----- Supplied records

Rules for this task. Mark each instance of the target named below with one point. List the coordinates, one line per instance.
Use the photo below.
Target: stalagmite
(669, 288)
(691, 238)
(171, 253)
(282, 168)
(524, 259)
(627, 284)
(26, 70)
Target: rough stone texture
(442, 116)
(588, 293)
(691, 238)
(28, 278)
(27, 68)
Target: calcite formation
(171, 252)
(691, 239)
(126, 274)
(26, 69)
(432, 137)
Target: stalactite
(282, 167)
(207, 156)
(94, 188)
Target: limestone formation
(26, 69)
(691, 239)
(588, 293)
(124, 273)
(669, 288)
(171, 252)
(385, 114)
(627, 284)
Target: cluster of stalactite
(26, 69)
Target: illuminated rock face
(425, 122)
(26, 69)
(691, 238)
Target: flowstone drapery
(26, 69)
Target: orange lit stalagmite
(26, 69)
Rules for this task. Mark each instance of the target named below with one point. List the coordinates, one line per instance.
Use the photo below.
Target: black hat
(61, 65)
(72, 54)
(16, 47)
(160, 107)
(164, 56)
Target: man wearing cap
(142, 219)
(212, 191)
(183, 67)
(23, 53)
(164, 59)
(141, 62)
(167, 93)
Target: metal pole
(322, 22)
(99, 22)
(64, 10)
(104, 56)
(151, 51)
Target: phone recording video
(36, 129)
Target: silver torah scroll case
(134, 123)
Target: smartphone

----------

Reproduce the rows above from the line that contains "Target: flowstone drapery" through the end, requests included, shifting every x and y coordinate in the answers up by 88.

**Solution for this exercise**
Target: flowstone drapery
(114, 157)
Target: orange lit stalagmite
(114, 157)
Rules for this task. Mark each instance of the target named below with one point. List the coordinates, one line per instance.
Use the photo below.
Target: black hat
(149, 153)
(160, 142)
(104, 135)
(248, 195)
(252, 144)
Target: man wearing cap
(230, 307)
(300, 279)
(271, 155)
(111, 141)
(252, 147)
(229, 150)
(255, 181)
Target: metal pole
(410, 110)
(187, 110)
(152, 98)
(192, 144)
(239, 139)
Target: phone recording video
(124, 217)
Target: silver torah scroll case
(222, 211)
Target: smartphone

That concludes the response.